* [DIRECTION 1]: In the commit page on pipeline parallel support with the ray backend, how many files were changed?
* [DIRECTION 2]: Please carry on the commit page on pipeline parallel support with the ray backend from the point where it stops.

* [TEXT PROVIDED]:
########################################

[V1][PP] Support pp with ray backend in V1 (#1800)

### What this PR does / why we need it? Support pipeline parallel with ray backend in V1Engine. Fixes #1751 ### Does this PR introduce _any_ user-facing change? Users could specify ray as distributed backend when inferencing with pp ### How was this patch tested? CI passed with new added test. - vLLM version: v0.9.2 - vLLM main: 32142b3c62 --------- Signed-off-by: MengqingCao <cmq0113@163.com>
2025-07-23 14:52:52 +08:00
parent 9a3bdf2162
commit 3aa3b46bfe
5 changed files with 32 additions and 18 deletions
--- a/vllm_ascend/attention/attention_v1.py
+++ b/vllm_ascend/attention/attention_v1.py
@@ -396,8 +396,10 @@ class AscendAttentionBackendImpl(AttentionImpl):
                if self.head_size == 192:
                    cu_seqlen_q = [0] + attn_metadata.query_lens.tolist()
                    cu_seqlen_k = [0] + attn_metadata.seq_lens.tolist()

########################################

* [DATA BLOCK]:
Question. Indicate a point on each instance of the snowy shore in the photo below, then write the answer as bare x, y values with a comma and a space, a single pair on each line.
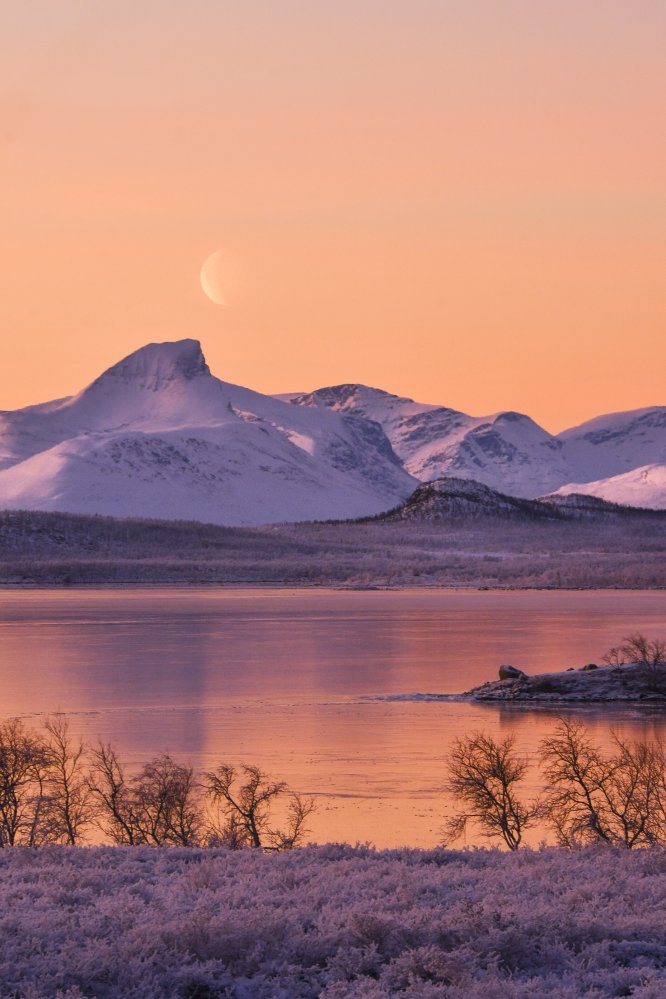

########################################

* [FINAL RESULT 1]: Five files were changed.

* [FINAL RESULT 2]:
-                    cu_seqlen_q = torch.tensor(cu_seqlen_q, device="npu")
-                    cu_seqlen_k = torch.tensor(cu_seqlen_k, device="npu")
+                    cu_seqlen_q = torch.tensor(cu_seqlen_q,
+                                               device=query.device)
+                    cu_seqlen_k = torch.tensor(cu_seqlen_k,
+                                               device=query.device)
                    cu_seqlen_q = torch.cumsum(cu_seqlen_q, dim=0)
                    cu_seqlen_k = torch.cumsum(cu_seqlen_k, dim=0)
                    max_seqlen_q = torch.max(attn_metadata.query_lens)